Direction: Reproduce every line of the records below, requests included, multiplying each point coordinate in the answers by 1.9 and rounding to whole numbers, with halves rounded up. Omit the pictures from your reply.

Input for this task:
########################################
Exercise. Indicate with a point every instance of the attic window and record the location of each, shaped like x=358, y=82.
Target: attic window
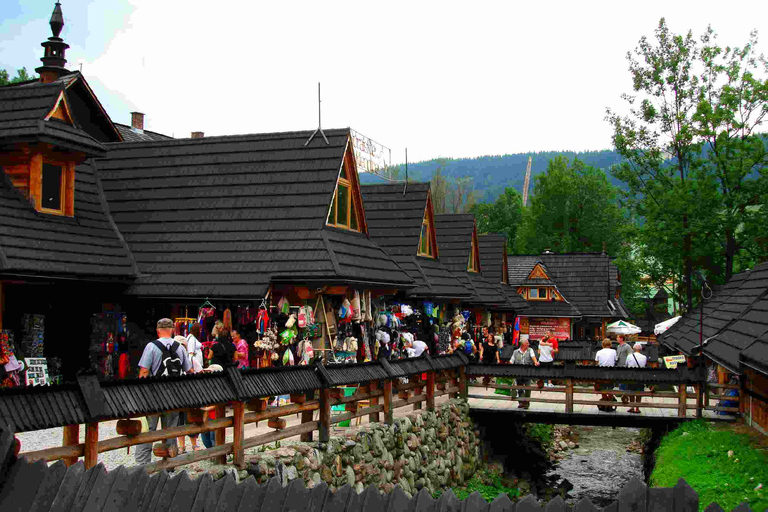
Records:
x=427, y=239
x=346, y=207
########################################
Exercise result:
Exercise. Indicate with a point every instance of the attic window and record the location of each, shaped like x=358, y=82.
Target: attic window
Records:
x=811, y=454
x=657, y=393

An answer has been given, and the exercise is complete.